• **READING TEXT**:
.....

If one has a 18-19 feet Crestliner-Lund Deep V Walkthrough size the boat. Where is best place to launch to jig Platte Bay? Frankfort to south, anything to north??


----------



## ThreeDogsDown

Empire on a east wind, which is very rare. Parking sucks, so early morning is your only option there. 

Glen Arbor is a tad better because of the docks, but it gets beat with no protection. East wind launch and load is best. Parking also sucks, so early morning is your only option there as well. 


Sent from my iPhone using Tapatalk


----------



## BuckeyeFootball

toto said:


> I was just there other day, yep its shallow. The other problem is, not only is the water shallow but sometimes that sand is so soft you'll sink up to your waist easily, which only compounds the problem. Hey, if you want to give it a try, be my guest, in the meantime I'll keep trying to get our, and the feds to do something about it.


On Facebook Jay Wesley said the feds are the ones who wont let them dredge. Some calls and emails to our congress critters need to be made.


----------



## TK81

BuckeyeFootball said:


> On Facebook Jay Wesley said the feds are the ones who wont let them dredge. Some calls and emails to our congress critters need to be made.


Last I heard, the feds said the state could dredge, but that they could not leave the spoils on the beach like they always used to do. The state probably doesn't want to deal with the spoils pile. Heather Hettinger was a member here and posted about it a few years back.









Platte Bay Angler Access


For those of you who fish Platte Bay, please see the attached news release and consider attending this meeting; https://www.nps.gov/slbe/learn/news/platte-river-mouth-restoration-and-access-plan-environmental-assessment-is-available-for-review.htm Questions can be directed to National...




www.michigan-sportsman.com





Here is what Heather said in 2017:


----------



## toto

BuckeyeFootball said:


> On Facebook Jay Wesley said the feds are the ones who wont let them dredge. Some calls and emails to our congress critters need to be made.


Except Jay isn't exactly correct. I have a letter at home from Debbie Stabenow that states: from the beginning, the DNR can dredge the river mouth but must adhere to two things 1) they may not cross park service land and 2) they may not dump the spoils (dredgings) on the shore. Therefore the DNR is allowed to dredge it as long as they can figure out how to not break those two rules. That's the facts and I have the letter to prove it.


----------



## ThreeDogsDown

Remember when the DNR wanted to pick up the remainder of the old railroad dock? It happened overnight. 


Sent from my iPhone using Tapatalk


----------



## Captnbobb

In Florida when a pass fills in, they dredge and use the "spoils" for beach renourishment projects. Must be someone nearby that could use some fill brought in by barge, lots of seawalls under construction the last few years. They had a barge based dredge operating by the Frankfort light a couple of years ago, don't know where that was dumped.

Sent from my SM-G965U using Tapatalk


----------



## toto

They actually do that in Manistee every couple of years. Don't know why it couldn't be done here. This is one of those things that could definately be done, if someone would just take a little time to figure out the engineering aspect of it all. But hey, I have a better idea, how about the NPS give us the boat launch they promised us years ago, now there's an idea.

.....

• **STORED DATA**:

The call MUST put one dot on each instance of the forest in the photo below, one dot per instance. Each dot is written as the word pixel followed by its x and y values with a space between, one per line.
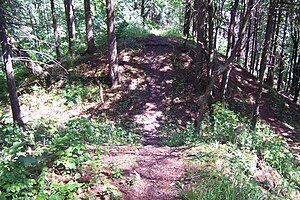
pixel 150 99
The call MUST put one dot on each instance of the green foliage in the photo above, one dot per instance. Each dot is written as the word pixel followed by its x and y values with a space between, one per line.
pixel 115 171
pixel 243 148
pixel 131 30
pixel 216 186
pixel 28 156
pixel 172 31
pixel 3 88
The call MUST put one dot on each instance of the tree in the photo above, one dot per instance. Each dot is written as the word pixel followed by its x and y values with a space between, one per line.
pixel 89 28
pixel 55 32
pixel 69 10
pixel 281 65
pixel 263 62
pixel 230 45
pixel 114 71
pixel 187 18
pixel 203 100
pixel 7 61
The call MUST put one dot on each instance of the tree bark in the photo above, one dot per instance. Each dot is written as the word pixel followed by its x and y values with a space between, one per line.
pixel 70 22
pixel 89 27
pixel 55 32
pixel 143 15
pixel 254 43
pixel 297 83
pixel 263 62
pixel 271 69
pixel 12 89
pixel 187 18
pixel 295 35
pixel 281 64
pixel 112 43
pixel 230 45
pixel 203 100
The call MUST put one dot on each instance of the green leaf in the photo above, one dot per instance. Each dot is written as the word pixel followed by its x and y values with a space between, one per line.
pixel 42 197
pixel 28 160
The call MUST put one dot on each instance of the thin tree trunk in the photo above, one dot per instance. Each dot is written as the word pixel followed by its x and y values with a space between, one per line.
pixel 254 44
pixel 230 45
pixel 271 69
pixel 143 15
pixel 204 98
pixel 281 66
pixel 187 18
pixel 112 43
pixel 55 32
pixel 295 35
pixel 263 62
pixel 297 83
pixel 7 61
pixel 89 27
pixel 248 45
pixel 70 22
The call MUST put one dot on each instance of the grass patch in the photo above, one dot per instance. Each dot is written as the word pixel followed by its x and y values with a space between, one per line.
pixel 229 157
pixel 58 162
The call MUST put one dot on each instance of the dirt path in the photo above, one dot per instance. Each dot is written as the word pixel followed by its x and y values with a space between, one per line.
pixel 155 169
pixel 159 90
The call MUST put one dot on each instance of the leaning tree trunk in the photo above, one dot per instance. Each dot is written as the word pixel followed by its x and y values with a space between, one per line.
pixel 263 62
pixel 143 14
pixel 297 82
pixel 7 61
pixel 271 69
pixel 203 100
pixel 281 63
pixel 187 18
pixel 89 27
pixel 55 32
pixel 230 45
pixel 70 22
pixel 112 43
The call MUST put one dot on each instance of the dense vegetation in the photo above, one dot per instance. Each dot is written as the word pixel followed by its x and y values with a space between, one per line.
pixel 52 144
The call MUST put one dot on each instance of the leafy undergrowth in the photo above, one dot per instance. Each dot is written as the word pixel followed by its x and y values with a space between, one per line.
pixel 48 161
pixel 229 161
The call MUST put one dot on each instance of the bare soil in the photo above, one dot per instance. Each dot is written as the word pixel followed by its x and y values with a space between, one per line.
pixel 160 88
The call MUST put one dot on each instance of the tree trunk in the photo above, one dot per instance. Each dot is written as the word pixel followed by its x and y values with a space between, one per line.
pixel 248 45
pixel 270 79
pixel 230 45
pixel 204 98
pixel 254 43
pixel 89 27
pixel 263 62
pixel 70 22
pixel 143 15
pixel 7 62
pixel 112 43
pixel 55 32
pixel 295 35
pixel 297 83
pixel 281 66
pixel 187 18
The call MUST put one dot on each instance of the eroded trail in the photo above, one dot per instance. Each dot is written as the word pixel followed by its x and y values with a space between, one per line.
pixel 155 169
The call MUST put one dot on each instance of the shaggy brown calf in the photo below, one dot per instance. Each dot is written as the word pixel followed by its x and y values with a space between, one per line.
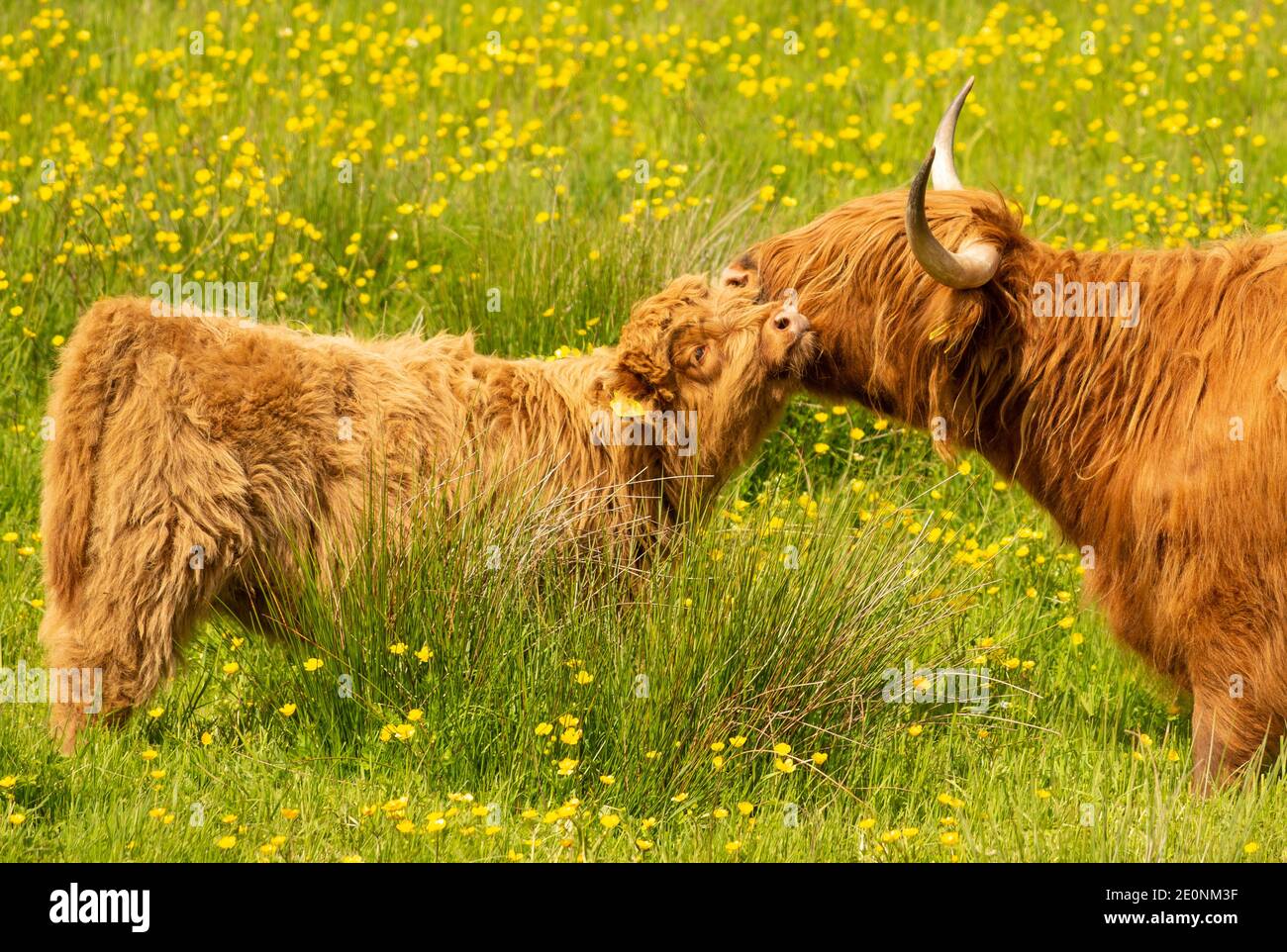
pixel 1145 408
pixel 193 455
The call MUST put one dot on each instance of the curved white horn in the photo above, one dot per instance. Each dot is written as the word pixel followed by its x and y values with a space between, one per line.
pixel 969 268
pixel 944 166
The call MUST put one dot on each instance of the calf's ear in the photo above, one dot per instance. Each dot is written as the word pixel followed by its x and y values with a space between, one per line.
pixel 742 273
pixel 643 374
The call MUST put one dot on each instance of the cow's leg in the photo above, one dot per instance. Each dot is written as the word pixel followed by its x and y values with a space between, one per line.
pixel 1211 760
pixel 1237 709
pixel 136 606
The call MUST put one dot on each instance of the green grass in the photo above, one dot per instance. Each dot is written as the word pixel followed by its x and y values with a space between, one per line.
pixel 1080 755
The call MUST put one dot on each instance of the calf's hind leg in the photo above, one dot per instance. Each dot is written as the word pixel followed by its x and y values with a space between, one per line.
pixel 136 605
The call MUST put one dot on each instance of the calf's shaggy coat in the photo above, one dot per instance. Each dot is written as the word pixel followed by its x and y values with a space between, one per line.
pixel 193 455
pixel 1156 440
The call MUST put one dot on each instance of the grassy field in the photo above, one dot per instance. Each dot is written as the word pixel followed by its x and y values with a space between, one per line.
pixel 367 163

.....

• **TASK GOAL**: Write the next part of the forum thread about Platte Bay boat access, starting right after its last sentence. The data above are separate from the forum thread about Platte Bay boat access.

• **EXPECTED OUTPUT**:
----------



## ThreeDogsDown

Captnbobb said:


> In Florida when a pass fills in, they dredge and use the "spoils" for beach renourishment projects. Must be someone nearby that could use some fill brought in by barge, lots of seawalls under construction the last few years. They had a barge based dredge operating by the Frankfort light a couple of years ago, don't know where that was dumped.
> 
> Sent from my SM-G965U using Tapatalk


Whoa whoa there Cap’n. You’re talkin crazy talk. This would require thought and planning and such. 


Sent from my iPhone using Tapatalk


----------



## jiggin is livin

Mini excavator on a pontoon, could be done over night and never seen again...

Where there is a will there is a way.


----------



## Slimits

All they care about is that stupid bird. Pooping piper. Anything that remotely might affect where that dumb bird may land and they cant touch it


----------



## Fiskr Hundr

One thing I definitely don't miss at all, is being on that beach or in the surf on a quiet morning as the sun is coming up, and here comes this big a$$ excavator clackity clacking down the beach and proceeding to make my solitude sound like road construction for the next 4 hours. I know progress has its price, but that **** right there ruined many a morning.


----------



## Benzie Rover

toto said:


> Except Jay isn't exactly correct. I have a letter at home from Debbie Stabenow that states: from the beginning, the DNR can dredge the river mouth but must adhere to two things 1) they may not cross park service land and 2) they may not dump the spoils (dredgings) on the shore. Therefore the DNR is allowed to dredge it as long as they can figure out how to not break those two rules. That's the facts and I have the letter to prove it.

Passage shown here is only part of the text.